(Some entries)
----------------

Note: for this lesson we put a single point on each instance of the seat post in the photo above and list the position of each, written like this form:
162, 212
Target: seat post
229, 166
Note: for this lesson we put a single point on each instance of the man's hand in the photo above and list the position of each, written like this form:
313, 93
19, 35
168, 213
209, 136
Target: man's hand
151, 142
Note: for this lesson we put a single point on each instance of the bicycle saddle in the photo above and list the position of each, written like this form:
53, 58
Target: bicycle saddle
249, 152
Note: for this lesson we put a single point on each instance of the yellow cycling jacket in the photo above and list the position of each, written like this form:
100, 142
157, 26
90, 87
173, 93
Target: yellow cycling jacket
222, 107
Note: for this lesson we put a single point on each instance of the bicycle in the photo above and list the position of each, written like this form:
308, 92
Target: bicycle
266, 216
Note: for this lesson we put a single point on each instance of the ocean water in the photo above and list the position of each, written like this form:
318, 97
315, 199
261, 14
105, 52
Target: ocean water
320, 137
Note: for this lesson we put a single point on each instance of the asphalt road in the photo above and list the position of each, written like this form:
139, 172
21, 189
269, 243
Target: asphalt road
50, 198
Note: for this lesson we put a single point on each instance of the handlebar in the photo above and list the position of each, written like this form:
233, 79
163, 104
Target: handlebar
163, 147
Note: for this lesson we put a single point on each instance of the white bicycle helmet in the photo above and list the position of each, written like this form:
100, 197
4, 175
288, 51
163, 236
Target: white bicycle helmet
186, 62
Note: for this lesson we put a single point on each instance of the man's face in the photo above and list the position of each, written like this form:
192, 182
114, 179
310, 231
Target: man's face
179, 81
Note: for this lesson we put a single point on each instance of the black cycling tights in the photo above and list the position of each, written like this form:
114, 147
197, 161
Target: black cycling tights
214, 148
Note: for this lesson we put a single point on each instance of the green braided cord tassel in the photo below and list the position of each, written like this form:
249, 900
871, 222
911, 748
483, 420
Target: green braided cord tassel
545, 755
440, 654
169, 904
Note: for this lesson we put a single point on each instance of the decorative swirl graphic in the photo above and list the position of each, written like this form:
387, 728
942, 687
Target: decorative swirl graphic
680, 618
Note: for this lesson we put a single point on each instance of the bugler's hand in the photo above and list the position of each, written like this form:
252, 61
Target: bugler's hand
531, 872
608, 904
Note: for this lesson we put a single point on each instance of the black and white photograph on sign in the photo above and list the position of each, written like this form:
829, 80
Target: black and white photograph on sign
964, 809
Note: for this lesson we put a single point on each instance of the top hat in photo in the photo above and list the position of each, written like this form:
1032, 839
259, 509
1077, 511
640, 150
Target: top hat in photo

----------------

Directions:
Update the entries from the line containing "the black and" through the end of the entries, changing "top hat" to "bowler hat" and leaving everything else as it is.

Task response:
Note: for this lesson we put a single point on each instance of the black and white photograph on sign in the photo above and list the position of each, written like this form:
829, 80
Target: black and white photograph on sign
964, 809
Note: for this lesson we put a single point on each instance of the bowler hat in photo in the photo above and list the position of each, written like this form:
1032, 839
259, 509
1077, 511
640, 150
Target: bowler hat in photo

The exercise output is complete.